» **Article**:
------------------------

It's unlikely that a sponsor would spend time and effort to cultivate a relationship with MIT’s research team—especially the PI—and then try to implement MIT's proposal on its own without MIT’s collaboration. Such behavior could damage the willingness of other MIT researchers to collaborate with that sponsor, once the word of such behavior spread around MIT.

Furthermore, simply marking information as “MIT Confidential” does not mean that MIT’s sponsors are obligated to protect it. The sponsor and MIT first have to execute a non-disclosure agreement if MIT wants to protect MIT information as confidential. Then, as soon as MIT discloses the same or very similar information to another outside organization without a confidentiality agreement (whether a sponsor or not), that information would no longer be confidential as we had disclosed it without an obligation of confidentiality. MIT prefers not to expend contracting effort to protect MIT proposals with confidentiality agreements when we may propose something similar to other sponsors if the first sponsor declines the proposal, and when much of the proposal’s technical background may have been previously published.

Last, MIT research is fundamental academic research under US export regulations, such that the results generated by MIT qualify as “public domain” under ITAR Parts 120.10(a)(5) and 120.11 or “publicly available under EAR Parts 734.3(b)(3) and 734.8(a, b).  To be considered fundamental academic research, results must be published within a reasonably short period of time (typically 1-3 months after submitting a paper), except for patent filings, which must be kept confidential until they are published by the US Patent and Trademark Office.  Keeping MIT research plans and results confidential could violate the fundamental research exclusion, rendering some MIT research subject to export license requirements and forcing MIT to exclude some foreign students and researchers from participating in the research, in contradiction of MIT Policy.

------------------------

Region labeling items
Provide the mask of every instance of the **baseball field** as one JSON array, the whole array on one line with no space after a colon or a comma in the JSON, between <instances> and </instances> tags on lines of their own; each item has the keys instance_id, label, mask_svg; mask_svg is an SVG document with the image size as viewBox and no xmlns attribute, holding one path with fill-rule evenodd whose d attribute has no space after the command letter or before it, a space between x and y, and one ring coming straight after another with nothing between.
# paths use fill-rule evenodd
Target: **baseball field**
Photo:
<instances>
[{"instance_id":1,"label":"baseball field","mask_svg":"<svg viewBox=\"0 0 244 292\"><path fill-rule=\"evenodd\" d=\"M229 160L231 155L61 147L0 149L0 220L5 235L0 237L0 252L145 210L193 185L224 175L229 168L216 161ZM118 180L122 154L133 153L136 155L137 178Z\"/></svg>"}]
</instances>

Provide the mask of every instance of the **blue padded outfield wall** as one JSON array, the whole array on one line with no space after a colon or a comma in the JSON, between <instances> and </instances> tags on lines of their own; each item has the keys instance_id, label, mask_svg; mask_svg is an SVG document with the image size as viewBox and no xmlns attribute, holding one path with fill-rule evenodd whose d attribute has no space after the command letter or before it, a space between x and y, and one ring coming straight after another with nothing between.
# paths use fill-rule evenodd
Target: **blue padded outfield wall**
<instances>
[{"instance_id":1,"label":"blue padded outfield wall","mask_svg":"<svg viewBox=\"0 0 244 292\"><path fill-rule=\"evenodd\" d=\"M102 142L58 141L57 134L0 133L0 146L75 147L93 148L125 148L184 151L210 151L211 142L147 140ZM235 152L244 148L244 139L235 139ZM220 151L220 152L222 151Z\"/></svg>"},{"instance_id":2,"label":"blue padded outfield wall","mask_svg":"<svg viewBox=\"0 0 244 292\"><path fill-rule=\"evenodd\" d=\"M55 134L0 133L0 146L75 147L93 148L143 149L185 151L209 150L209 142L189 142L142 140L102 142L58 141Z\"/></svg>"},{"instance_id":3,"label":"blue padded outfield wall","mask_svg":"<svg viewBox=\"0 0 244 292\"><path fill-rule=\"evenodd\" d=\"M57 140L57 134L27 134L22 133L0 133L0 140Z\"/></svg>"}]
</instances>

------------------------

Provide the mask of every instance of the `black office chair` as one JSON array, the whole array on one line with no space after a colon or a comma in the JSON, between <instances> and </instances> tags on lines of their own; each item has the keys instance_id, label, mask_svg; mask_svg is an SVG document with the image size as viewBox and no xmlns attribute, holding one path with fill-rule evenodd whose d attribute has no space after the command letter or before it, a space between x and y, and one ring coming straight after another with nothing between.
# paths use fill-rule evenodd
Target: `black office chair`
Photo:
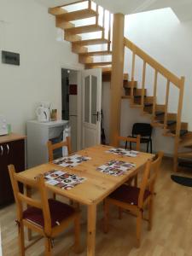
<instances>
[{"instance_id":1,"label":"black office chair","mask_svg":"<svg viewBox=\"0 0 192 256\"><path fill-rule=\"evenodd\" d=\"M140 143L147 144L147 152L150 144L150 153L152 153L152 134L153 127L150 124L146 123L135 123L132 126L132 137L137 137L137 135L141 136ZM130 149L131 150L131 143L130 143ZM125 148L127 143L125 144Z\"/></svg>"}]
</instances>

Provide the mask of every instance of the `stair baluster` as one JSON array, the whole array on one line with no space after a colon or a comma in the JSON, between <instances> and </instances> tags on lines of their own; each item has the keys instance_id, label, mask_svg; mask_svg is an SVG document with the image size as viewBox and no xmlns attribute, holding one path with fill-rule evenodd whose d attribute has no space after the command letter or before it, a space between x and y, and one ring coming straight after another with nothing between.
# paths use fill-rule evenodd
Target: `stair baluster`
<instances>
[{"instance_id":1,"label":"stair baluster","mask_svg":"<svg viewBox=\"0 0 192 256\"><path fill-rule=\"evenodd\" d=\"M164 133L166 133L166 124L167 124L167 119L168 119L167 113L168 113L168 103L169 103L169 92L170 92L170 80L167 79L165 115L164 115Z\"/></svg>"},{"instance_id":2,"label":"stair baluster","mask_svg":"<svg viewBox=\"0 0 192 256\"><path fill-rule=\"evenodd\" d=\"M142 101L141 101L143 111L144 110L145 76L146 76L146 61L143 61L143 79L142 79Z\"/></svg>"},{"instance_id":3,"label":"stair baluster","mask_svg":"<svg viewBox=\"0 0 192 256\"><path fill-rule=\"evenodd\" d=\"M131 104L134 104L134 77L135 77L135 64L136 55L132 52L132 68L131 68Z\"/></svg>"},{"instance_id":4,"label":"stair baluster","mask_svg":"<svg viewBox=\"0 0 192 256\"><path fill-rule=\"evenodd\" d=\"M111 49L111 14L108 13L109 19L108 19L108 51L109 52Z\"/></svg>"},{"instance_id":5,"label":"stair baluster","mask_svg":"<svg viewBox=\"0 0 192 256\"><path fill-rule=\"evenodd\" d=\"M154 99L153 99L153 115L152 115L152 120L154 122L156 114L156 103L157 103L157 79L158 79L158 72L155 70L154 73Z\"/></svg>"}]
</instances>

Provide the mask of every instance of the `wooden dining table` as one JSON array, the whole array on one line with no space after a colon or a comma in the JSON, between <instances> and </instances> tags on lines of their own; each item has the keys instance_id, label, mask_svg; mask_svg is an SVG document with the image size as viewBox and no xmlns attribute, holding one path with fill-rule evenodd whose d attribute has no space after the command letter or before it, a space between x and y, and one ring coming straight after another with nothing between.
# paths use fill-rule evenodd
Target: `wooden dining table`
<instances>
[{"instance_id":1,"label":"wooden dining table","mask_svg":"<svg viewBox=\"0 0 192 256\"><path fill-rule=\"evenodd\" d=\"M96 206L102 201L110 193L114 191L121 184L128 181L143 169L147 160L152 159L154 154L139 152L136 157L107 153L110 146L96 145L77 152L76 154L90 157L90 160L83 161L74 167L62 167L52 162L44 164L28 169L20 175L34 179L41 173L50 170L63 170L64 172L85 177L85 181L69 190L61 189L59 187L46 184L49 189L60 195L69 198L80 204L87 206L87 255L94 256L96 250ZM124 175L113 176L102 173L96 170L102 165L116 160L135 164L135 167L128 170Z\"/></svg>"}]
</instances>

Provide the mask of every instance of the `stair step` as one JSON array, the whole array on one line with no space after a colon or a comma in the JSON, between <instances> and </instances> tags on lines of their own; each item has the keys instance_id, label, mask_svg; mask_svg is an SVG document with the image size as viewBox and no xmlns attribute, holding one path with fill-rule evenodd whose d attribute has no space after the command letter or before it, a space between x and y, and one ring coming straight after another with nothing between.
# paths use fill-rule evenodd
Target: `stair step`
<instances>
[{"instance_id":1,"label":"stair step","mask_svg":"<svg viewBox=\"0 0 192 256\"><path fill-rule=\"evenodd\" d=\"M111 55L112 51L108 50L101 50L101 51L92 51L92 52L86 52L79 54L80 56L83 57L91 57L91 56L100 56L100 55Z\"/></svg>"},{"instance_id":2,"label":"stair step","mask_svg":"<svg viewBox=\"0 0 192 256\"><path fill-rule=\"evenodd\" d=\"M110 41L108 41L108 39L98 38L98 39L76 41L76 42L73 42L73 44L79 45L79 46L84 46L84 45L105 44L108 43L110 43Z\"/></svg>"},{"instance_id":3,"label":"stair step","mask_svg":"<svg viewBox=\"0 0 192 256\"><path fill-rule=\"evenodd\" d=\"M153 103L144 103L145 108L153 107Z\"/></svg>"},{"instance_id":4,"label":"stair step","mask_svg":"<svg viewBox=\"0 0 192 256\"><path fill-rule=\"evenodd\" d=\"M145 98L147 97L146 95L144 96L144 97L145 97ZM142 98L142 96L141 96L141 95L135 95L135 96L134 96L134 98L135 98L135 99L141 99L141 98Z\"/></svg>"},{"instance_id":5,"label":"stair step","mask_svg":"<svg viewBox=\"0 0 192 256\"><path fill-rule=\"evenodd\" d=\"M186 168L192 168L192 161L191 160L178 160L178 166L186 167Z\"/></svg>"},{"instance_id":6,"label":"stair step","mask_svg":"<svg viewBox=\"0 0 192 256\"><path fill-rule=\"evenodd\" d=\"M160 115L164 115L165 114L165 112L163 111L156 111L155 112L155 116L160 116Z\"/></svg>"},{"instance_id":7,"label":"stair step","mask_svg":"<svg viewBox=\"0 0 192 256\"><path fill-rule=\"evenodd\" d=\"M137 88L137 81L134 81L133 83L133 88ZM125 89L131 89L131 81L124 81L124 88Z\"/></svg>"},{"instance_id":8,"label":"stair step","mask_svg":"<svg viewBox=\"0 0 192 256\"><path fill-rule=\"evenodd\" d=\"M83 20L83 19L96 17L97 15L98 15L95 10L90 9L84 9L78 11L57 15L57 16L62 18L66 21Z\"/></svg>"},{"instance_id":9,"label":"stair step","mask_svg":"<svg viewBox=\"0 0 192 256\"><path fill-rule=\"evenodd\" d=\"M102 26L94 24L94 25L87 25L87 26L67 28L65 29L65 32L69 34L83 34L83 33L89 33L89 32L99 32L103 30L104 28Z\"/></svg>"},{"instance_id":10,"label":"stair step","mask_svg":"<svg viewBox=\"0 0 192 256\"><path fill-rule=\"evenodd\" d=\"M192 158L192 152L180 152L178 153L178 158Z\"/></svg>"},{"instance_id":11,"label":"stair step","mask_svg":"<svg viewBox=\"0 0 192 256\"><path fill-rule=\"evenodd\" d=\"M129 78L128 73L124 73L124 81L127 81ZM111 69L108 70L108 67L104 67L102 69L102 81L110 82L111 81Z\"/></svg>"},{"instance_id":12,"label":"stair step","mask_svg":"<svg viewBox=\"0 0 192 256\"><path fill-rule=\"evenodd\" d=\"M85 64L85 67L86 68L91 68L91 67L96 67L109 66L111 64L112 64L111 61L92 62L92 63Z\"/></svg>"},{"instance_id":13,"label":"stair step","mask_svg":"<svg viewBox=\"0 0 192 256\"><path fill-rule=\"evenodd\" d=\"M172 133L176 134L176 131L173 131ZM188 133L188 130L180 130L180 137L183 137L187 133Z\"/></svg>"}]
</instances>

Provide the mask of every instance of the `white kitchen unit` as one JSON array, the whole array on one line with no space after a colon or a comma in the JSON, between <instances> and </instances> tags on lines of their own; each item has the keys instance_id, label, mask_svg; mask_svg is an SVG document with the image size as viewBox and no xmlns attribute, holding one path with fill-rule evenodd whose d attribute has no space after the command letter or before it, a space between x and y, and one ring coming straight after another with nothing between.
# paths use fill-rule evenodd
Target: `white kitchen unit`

------------------------

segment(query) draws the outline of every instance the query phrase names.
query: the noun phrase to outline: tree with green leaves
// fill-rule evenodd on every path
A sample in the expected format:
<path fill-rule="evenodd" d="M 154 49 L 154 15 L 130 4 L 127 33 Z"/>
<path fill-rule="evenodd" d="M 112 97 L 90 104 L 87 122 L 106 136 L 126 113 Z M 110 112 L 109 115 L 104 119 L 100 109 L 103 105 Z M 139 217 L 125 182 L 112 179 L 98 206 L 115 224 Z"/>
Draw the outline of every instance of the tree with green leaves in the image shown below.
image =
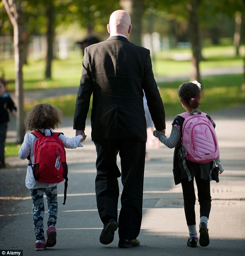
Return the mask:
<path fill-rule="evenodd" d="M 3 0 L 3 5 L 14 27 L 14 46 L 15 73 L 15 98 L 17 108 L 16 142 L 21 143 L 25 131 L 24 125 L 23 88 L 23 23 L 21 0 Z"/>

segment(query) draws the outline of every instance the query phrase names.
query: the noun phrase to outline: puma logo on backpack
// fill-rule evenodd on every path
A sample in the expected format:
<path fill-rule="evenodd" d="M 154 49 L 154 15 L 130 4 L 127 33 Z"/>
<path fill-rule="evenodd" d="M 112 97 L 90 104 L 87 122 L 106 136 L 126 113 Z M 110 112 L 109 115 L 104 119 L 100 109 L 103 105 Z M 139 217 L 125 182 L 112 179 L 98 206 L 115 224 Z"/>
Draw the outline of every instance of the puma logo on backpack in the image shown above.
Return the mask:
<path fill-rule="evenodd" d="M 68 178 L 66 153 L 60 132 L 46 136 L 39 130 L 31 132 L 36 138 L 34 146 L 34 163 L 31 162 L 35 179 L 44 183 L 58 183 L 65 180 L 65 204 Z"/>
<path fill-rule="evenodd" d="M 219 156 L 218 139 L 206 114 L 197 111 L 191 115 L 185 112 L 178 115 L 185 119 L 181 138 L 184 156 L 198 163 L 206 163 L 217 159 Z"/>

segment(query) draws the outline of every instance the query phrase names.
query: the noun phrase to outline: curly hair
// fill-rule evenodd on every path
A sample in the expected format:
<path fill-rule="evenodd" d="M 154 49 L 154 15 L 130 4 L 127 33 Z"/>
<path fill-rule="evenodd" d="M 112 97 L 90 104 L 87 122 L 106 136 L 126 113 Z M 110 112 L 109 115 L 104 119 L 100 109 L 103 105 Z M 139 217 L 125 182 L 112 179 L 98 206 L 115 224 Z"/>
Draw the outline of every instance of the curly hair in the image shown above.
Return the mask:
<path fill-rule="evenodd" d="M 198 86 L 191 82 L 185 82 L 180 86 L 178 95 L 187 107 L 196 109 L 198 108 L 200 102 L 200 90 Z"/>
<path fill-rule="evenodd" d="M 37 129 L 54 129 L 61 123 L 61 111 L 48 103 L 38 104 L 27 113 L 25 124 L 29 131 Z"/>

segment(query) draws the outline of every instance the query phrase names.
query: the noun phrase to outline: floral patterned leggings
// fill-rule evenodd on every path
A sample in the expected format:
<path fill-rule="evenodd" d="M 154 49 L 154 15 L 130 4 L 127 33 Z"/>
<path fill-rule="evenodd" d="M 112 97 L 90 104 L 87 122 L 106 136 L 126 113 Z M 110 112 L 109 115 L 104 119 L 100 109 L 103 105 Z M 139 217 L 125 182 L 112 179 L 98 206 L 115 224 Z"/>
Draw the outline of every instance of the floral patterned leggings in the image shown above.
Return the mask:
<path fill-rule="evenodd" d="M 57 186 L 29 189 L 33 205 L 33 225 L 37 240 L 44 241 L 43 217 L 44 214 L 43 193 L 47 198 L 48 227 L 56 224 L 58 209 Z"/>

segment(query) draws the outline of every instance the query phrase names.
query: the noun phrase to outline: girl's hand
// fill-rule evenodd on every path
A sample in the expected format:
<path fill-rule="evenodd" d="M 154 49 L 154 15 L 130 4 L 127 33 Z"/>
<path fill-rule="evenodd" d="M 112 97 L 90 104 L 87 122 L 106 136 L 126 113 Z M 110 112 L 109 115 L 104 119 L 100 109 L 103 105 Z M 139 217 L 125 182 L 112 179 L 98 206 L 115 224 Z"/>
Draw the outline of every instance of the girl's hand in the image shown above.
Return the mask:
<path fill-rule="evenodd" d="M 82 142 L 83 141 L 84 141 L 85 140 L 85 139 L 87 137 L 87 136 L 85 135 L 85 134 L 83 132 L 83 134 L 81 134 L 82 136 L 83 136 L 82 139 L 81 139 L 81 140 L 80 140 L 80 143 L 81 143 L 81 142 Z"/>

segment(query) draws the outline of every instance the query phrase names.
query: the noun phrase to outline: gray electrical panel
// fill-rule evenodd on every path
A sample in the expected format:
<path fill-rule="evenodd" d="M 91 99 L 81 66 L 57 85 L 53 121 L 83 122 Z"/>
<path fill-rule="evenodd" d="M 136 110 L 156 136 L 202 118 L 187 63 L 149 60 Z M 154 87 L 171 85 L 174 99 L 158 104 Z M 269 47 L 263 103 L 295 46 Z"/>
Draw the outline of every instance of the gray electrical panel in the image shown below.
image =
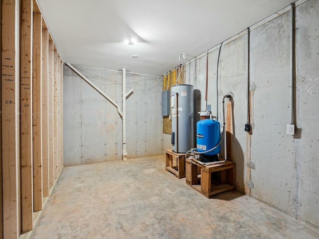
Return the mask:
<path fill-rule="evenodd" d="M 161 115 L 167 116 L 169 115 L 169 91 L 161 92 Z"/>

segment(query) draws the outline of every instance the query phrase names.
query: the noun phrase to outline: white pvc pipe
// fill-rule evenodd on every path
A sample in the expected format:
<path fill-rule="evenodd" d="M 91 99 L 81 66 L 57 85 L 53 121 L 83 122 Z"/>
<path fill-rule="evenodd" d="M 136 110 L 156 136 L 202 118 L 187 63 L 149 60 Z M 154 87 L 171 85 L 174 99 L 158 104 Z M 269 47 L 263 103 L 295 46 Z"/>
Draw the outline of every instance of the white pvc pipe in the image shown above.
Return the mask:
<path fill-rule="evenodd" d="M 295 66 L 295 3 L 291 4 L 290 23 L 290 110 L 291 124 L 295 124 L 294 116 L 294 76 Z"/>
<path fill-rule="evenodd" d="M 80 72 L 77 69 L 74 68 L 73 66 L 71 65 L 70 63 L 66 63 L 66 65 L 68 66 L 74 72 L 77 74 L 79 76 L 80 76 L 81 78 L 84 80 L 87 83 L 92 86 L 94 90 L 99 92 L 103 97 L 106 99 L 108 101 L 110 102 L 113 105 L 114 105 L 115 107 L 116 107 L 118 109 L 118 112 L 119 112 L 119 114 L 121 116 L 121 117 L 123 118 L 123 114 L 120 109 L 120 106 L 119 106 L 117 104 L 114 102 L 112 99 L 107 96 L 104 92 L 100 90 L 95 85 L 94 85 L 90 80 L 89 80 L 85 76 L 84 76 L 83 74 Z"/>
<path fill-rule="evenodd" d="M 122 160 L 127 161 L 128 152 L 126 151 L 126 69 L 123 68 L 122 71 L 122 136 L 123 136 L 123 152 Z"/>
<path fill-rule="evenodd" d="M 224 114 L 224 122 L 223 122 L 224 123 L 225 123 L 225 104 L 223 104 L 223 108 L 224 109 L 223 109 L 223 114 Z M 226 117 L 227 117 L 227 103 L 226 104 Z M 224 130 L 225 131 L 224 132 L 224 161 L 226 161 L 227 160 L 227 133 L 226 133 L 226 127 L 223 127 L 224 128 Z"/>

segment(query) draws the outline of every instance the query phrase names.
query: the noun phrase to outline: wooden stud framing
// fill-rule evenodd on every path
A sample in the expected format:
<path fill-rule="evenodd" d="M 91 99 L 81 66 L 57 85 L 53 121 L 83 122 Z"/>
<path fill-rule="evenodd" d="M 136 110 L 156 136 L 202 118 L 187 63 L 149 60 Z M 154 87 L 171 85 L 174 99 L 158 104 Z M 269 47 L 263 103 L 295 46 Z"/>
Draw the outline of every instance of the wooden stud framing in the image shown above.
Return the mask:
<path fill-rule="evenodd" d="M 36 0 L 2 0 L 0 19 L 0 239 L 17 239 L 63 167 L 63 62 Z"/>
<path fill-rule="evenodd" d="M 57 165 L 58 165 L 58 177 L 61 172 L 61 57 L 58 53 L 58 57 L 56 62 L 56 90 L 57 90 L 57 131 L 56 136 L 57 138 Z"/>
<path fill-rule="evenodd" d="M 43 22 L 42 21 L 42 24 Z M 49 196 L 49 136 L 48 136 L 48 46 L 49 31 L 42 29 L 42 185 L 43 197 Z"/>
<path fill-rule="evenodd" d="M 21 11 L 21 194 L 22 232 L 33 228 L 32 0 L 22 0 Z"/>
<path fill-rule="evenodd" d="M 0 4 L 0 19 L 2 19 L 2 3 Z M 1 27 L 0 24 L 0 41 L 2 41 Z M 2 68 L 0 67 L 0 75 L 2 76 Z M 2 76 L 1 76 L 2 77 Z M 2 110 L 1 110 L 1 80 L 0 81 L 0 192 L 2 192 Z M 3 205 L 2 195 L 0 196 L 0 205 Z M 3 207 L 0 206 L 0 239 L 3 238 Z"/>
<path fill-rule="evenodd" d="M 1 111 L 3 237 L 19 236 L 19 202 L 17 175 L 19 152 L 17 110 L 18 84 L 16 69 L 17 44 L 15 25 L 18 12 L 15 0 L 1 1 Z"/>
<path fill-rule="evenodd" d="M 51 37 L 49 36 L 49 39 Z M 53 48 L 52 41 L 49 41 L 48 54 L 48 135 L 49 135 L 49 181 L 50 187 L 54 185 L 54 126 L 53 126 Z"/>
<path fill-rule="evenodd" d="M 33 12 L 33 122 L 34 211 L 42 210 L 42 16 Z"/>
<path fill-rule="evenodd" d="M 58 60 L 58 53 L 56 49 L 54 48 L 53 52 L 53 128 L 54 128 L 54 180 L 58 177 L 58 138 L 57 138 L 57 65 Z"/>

------------------------

» **Exercise set**:
**a.** Repeat everything in the passage on MIT proposal confidentiality from "Last, MIT research" down to "of MIT Policy.".
**b.** According to the passage on MIT proposal confidentiality, how soon must results typically be published after a paper is submitted for the work to count as fundamental academic research?

» **Answers to each task**:
**a.**
Last, MIT research is fundamental academic research under US export regulations, such that the results generated by MIT qualify as “public domain” under ITAR Parts 120.10(a)(5) and 120.11 or “publicly available under EAR Parts 734.3(b)(3) and 734.8(a, b).  To be considered fundamental academic research, results must be published within a reasonably short period of time (typically 1-3 months after submitting a paper), except for patent filings, which must be kept confidential until they are published by the US Patent and Trademark Office.  Keeping MIT research plans and results confidential could violate the fundamental research exclusion, rendering some MIT research subject to export license requirements and forcing MIT to exclude some foreign students and researchers from participating in the research, in contradiction of MIT Policy.

**b.** Typically within 1-3 months after submitting a paper.